Data items >>
┌──

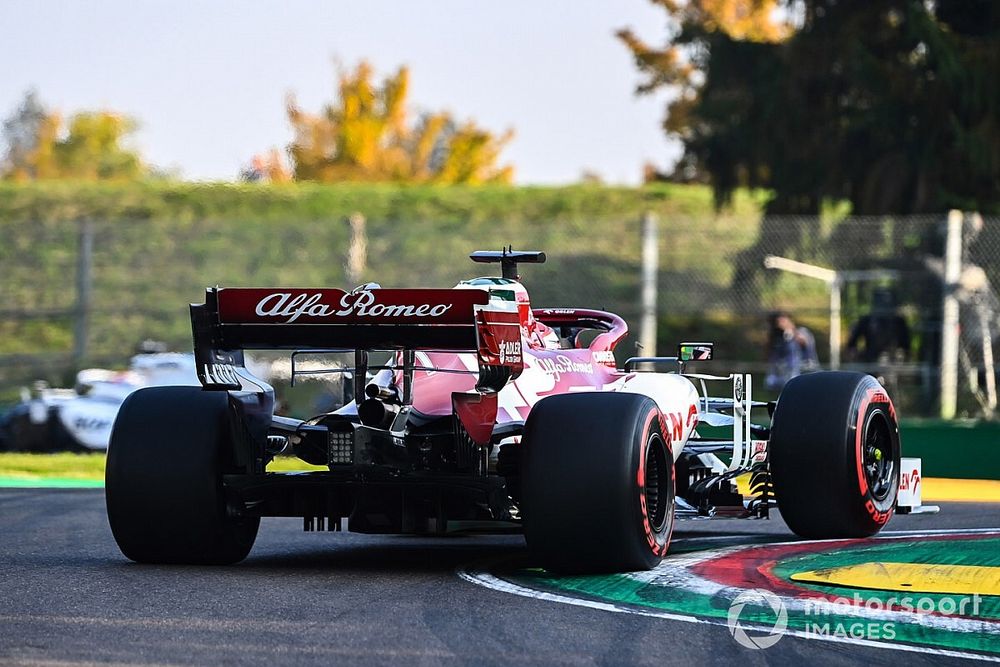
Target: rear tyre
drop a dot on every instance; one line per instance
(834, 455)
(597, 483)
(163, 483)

└──
┌──

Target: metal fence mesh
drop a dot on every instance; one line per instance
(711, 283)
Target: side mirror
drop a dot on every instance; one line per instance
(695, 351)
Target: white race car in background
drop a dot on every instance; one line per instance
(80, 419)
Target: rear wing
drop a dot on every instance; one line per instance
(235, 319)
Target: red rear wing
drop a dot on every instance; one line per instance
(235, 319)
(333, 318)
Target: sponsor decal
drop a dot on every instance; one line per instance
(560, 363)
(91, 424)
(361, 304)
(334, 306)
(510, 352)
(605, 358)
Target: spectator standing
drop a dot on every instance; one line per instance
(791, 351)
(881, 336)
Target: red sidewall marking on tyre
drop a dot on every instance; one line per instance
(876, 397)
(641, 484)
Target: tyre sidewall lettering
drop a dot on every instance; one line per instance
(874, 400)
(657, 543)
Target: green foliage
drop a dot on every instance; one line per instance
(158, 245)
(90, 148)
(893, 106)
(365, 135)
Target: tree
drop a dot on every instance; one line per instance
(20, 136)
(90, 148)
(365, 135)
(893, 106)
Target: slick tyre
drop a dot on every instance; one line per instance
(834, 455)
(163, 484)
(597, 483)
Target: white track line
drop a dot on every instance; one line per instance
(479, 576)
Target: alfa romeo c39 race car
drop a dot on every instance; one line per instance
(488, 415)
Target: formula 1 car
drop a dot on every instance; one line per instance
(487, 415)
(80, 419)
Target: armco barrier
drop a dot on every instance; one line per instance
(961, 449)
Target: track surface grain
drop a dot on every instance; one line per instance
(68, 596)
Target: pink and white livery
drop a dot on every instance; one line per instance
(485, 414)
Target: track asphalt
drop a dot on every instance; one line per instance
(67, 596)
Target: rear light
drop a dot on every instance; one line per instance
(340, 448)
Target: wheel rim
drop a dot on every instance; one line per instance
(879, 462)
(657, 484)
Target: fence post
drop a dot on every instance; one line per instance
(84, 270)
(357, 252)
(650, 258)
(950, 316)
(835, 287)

└──

What to work on >>
Return every line of the material above that contains the string "wing", copying each such line in full.

Response >>
Target: rear wing
Target: red rear wing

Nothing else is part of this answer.